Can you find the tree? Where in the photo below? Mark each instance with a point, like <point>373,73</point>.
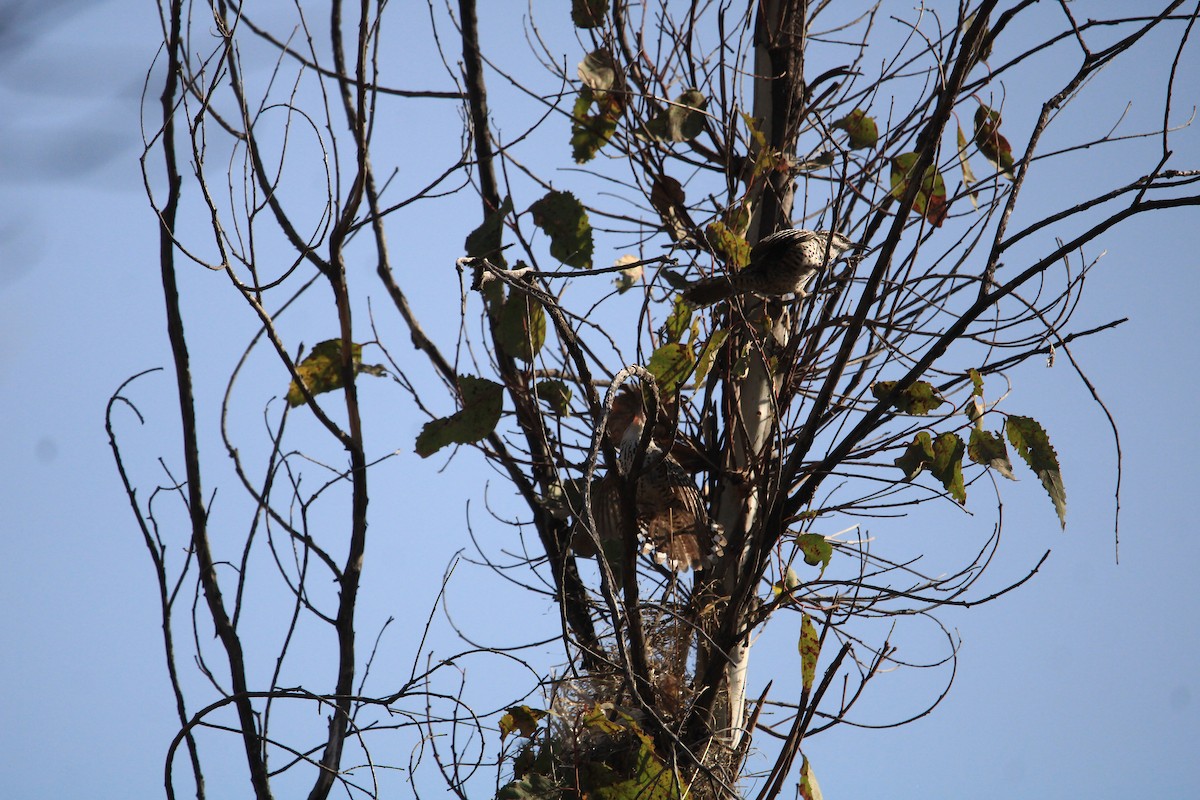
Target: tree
<point>694,132</point>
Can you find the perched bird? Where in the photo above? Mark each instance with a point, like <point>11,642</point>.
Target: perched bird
<point>780,264</point>
<point>671,513</point>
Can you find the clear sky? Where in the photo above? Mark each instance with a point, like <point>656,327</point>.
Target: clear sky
<point>1080,684</point>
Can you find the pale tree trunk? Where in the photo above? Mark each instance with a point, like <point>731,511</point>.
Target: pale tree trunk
<point>778,90</point>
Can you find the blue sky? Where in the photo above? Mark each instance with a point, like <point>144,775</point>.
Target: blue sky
<point>1081,684</point>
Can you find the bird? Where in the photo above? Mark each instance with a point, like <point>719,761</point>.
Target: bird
<point>671,515</point>
<point>780,264</point>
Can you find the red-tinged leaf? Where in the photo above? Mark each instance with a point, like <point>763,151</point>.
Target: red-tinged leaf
<point>1032,444</point>
<point>930,200</point>
<point>918,400</point>
<point>862,128</point>
<point>991,143</point>
<point>810,650</point>
<point>481,404</point>
<point>565,222</point>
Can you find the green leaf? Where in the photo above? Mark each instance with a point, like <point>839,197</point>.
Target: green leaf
<point>1033,446</point>
<point>708,355</point>
<point>988,449</point>
<point>567,223</point>
<point>991,143</point>
<point>679,121</point>
<point>862,128</point>
<point>628,278</point>
<point>930,200</point>
<point>521,330</point>
<point>556,394</point>
<point>969,179</point>
<point>810,649</point>
<point>588,13</point>
<point>534,786</point>
<point>765,158</point>
<point>918,453</point>
<point>485,240</point>
<point>589,132</point>
<point>599,71</point>
<point>919,398</point>
<point>481,404</point>
<point>976,383</point>
<point>671,202</point>
<point>808,788</point>
<point>727,244</point>
<point>678,322</point>
<point>816,549</point>
<point>947,464</point>
<point>322,370</point>
<point>671,365</point>
<point>520,719</point>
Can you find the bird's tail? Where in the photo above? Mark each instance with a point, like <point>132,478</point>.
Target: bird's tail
<point>708,290</point>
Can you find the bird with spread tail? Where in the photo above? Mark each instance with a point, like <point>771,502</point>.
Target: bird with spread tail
<point>780,264</point>
<point>671,516</point>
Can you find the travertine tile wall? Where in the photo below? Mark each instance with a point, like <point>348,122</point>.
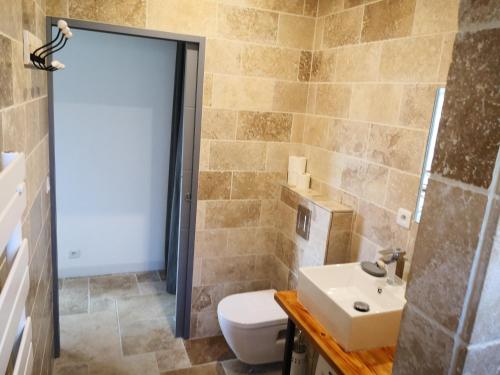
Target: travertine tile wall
<point>375,69</point>
<point>24,128</point>
<point>450,323</point>
<point>255,93</point>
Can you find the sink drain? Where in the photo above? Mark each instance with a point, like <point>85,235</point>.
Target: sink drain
<point>361,306</point>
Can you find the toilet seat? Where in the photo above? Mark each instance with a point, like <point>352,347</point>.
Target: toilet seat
<point>252,310</point>
<point>252,324</point>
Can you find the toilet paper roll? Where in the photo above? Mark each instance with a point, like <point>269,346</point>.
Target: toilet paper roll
<point>297,164</point>
<point>303,181</point>
<point>292,178</point>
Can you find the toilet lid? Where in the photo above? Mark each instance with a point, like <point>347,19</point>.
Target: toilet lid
<point>252,310</point>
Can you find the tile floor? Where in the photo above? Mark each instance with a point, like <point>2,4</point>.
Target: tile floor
<point>123,325</point>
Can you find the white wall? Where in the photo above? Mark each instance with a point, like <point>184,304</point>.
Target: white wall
<point>113,107</point>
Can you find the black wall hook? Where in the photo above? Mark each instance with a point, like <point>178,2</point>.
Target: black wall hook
<point>38,57</point>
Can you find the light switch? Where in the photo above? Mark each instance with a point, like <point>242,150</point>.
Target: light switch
<point>404,218</point>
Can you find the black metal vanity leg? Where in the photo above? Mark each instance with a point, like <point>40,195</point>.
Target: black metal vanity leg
<point>290,337</point>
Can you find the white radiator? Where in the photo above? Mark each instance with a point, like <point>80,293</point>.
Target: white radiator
<point>15,327</point>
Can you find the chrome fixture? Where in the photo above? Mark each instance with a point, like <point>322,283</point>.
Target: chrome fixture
<point>394,260</point>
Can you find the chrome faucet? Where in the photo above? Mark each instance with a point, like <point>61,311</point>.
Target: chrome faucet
<point>394,260</point>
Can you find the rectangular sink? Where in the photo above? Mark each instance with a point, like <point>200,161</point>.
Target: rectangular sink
<point>329,293</point>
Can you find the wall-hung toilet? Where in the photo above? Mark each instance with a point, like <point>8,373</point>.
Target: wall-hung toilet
<point>253,325</point>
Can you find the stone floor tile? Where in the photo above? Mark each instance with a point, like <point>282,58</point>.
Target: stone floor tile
<point>208,349</point>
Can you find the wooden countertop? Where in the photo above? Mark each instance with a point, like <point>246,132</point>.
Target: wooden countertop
<point>377,361</point>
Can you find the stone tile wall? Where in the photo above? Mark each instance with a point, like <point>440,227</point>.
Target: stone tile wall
<point>450,323</point>
<point>376,66</point>
<point>24,128</point>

To be done
Render the entries above as a Markdown table with a Row column giving each line's number and a Text column giving the line itself. Skip blank lines and leave the pictures out.

Answer in full
| Row | Text |
|---|---|
| 1 | Can you find the tree? Where in the photo below? Mark each instance with a point, like <point>373,73</point>. |
| 2 | Target: tree |
| 3 | <point>694,132</point> |
| 4 | Can you find the perched bird? Where in the photo above? Mark each instance with a point, like <point>11,642</point>. |
| 5 | Target: perched bird |
| 6 | <point>780,264</point> |
| 7 | <point>671,513</point> |
| 8 | Can you find the clear sky? Where in the photo above? Mark each instance with a point, like <point>656,327</point>. |
| 9 | Target: clear sky |
| 10 | <point>1080,684</point> |
| 11 | Can you find the pale tree trunk? Where in the photo above? Mark each instance with a point, like <point>731,511</point>. |
| 12 | Target: pale tree trunk |
| 13 | <point>778,90</point> |
| 14 | Can you find the blue sky? Where in the photo above? Mark each instance with a point, like <point>144,775</point>. |
| 15 | Target: blue sky |
| 16 | <point>1081,684</point> |
| 17 | Can you find the bird? Where in the photo above? Mark each instance with a point, like <point>719,761</point>. |
| 18 | Target: bird |
| 19 | <point>671,515</point> |
| 20 | <point>780,264</point> |
| 21 | Can you find the red-tinged leaf? Where in the photo above? Mark each instance with a point, like <point>763,151</point>. |
| 22 | Target: red-tinged leaf |
| 23 | <point>1032,444</point> |
| 24 | <point>930,200</point> |
| 25 | <point>918,400</point> |
| 26 | <point>862,128</point> |
| 27 | <point>991,143</point> |
| 28 | <point>810,650</point> |
| 29 | <point>481,404</point> |
| 30 | <point>565,222</point> |
| 31 | Can you find the green leaf? Where in the photo above? Mark each instance with a point, like <point>839,197</point>. |
| 32 | Target: green leaf |
| 33 | <point>1033,446</point> |
| 34 | <point>708,355</point> |
| 35 | <point>988,449</point> |
| 36 | <point>567,223</point> |
| 37 | <point>991,143</point> |
| 38 | <point>679,121</point> |
| 39 | <point>862,128</point> |
| 40 | <point>628,278</point> |
| 41 | <point>930,200</point> |
| 42 | <point>521,330</point> |
| 43 | <point>556,394</point> |
| 44 | <point>969,179</point> |
| 45 | <point>810,649</point> |
| 46 | <point>588,13</point> |
| 47 | <point>534,786</point> |
| 48 | <point>765,158</point> |
| 49 | <point>918,453</point> |
| 50 | <point>485,240</point> |
| 51 | <point>589,132</point> |
| 52 | <point>599,71</point> |
| 53 | <point>919,398</point> |
| 54 | <point>481,404</point> |
| 55 | <point>976,383</point> |
| 56 | <point>671,202</point> |
| 57 | <point>808,788</point> |
| 58 | <point>727,244</point> |
| 59 | <point>678,322</point> |
| 60 | <point>816,549</point> |
| 61 | <point>947,464</point> |
| 62 | <point>322,370</point> |
| 63 | <point>671,365</point> |
| 64 | <point>520,719</point> |
| 65 | Can you find the bird's tail? Where in the photo above? Mark each instance with a point, like <point>132,478</point>. |
| 66 | Target: bird's tail |
| 67 | <point>708,290</point> |
| 68 | Can you find the bird with spread tail? Where in the photo above? Mark each instance with a point, like <point>771,502</point>. |
| 69 | Target: bird with spread tail |
| 70 | <point>780,264</point> |
| 71 | <point>671,516</point> |
| 72 | Can you find the travertine tile wall? Where in the photo below? Mark each instance with a point, like <point>348,122</point>. |
| 73 | Target: travertine tile wall |
| 74 | <point>375,69</point> |
| 75 | <point>24,128</point> |
| 76 | <point>450,323</point> |
| 77 | <point>255,93</point> |
| 78 | Can you find the sink drain? Where in the photo above? Mark each instance with a point, like <point>85,235</point>. |
| 79 | Target: sink drain |
| 80 | <point>361,306</point> |
| 81 | Can you find the toilet seat? Where in the photo above? Mark each instance with a point, like <point>352,347</point>. |
| 82 | Target: toilet seat |
| 83 | <point>252,310</point> |
| 84 | <point>252,324</point> |
| 85 | Can you find the toilet paper roll? Where in the photo above? Mark each instance with a point, like <point>269,346</point>. |
| 86 | Target: toilet paper roll |
| 87 | <point>297,164</point> |
| 88 | <point>303,181</point> |
| 89 | <point>292,178</point> |
| 90 | Can you find the toilet lid? Where in the photo above? Mark each instance with a point, like <point>347,19</point>. |
| 91 | Target: toilet lid |
| 92 | <point>252,310</point> |
| 93 | Can you find the tile floor? Where in the photo above? Mark each instance with a point, like <point>2,4</point>. |
| 94 | Target: tile floor |
| 95 | <point>123,325</point> |
| 96 | Can you find the white wall? Where in the photo above? Mark each instance with a point, like <point>184,304</point>. |
| 97 | Target: white wall |
| 98 | <point>113,107</point> |
| 99 | Can you find the black wall hook? Where in the photo above? Mark each instance with a point, like <point>178,2</point>. |
| 100 | Target: black wall hook |
| 101 | <point>38,57</point> |
| 102 | Can you find the light switch? Where in the photo above? Mark each instance with a point, like <point>242,150</point>. |
| 103 | Target: light switch |
| 104 | <point>404,218</point> |
| 105 | Can you find the black metal vanity leg? Where in the photo above? Mark each instance with a point, like <point>40,195</point>. |
| 106 | Target: black metal vanity leg |
| 107 | <point>290,337</point> |
| 108 | Can you find the white radiator? Where in the photo above? Mark each instance with a point, like <point>80,293</point>. |
| 109 | Target: white radiator |
| 110 | <point>15,327</point> |
| 111 | Can you find the chrome fixture? Where in the photo above? Mark each instance with a point, like <point>322,283</point>. |
| 112 | Target: chrome fixture |
| 113 | <point>394,260</point> |
| 114 | Can you find the chrome faucet? Where in the photo above? Mark each instance with a point, like <point>61,311</point>. |
| 115 | Target: chrome faucet |
| 116 | <point>394,260</point> |
| 117 | Can you find the rectangular sink? Where in the photo above? Mark each instance with a point, like <point>200,161</point>. |
| 118 | Target: rectangular sink |
| 119 | <point>329,293</point> |
| 120 | Can you find the wall-hung toilet? Where in the photo above? Mark each instance with a point, like <point>8,373</point>. |
| 121 | Target: wall-hung toilet |
| 122 | <point>253,325</point> |
| 123 | Can you find the stone floor tile? Where in the photo above? Mark each instance with a point, like <point>282,58</point>. |
| 124 | Target: stone floor tile |
| 125 | <point>208,349</point> |
| 126 | Can you find the wooden countertop? Where in the photo above? Mark each instance with a point, like <point>246,132</point>. |
| 127 | Target: wooden countertop |
| 128 | <point>377,361</point> |
| 129 | Can you find the stone tile wall? Where in the photo above? Mark each instance with a point, like <point>440,227</point>. |
| 130 | Target: stone tile wall |
| 131 | <point>450,323</point> |
| 132 | <point>376,66</point> |
| 133 | <point>24,128</point> |